▶ WHAT YOU ARE ASKED TO DO:
Count the lines in the two blocks below that contain the word "north", and reply with that number only.

▶ SUPPLIED MATERIAL:
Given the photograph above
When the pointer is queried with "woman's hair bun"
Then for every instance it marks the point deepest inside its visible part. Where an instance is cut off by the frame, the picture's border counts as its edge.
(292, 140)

---

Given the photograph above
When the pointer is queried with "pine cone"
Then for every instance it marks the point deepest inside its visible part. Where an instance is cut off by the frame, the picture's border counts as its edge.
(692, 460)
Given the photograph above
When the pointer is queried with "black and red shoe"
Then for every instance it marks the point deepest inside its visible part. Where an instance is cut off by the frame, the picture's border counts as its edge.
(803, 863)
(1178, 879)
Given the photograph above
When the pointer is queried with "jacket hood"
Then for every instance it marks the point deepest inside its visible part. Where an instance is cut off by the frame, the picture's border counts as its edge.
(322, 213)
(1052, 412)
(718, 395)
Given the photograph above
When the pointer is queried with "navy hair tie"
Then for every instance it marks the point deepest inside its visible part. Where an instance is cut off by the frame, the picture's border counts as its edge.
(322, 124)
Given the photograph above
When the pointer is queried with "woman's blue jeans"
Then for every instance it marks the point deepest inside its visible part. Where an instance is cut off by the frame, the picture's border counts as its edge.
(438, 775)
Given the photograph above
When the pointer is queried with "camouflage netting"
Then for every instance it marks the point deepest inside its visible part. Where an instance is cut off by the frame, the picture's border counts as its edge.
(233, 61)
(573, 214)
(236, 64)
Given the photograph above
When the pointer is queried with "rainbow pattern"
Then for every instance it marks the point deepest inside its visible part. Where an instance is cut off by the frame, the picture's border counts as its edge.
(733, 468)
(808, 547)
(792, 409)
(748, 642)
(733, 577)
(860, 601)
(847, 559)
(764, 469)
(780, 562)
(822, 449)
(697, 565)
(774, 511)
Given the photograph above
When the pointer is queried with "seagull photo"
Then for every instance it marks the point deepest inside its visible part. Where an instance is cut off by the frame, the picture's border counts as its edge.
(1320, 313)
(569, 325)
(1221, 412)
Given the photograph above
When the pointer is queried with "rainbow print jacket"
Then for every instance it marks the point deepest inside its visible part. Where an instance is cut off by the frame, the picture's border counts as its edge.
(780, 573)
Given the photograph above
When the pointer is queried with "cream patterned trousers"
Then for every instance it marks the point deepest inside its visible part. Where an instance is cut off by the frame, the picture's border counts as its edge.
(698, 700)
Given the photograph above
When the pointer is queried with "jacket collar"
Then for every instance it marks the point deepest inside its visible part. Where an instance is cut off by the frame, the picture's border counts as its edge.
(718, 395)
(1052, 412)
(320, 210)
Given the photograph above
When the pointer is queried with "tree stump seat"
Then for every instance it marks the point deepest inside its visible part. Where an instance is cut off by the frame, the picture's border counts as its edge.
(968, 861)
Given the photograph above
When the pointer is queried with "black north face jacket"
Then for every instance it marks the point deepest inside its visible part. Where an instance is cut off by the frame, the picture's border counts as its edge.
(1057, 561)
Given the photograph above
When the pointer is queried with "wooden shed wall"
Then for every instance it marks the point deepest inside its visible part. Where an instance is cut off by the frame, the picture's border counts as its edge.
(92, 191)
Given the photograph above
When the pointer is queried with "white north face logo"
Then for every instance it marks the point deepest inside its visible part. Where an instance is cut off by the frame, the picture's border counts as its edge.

▶ EXPECTED ANSWER:
2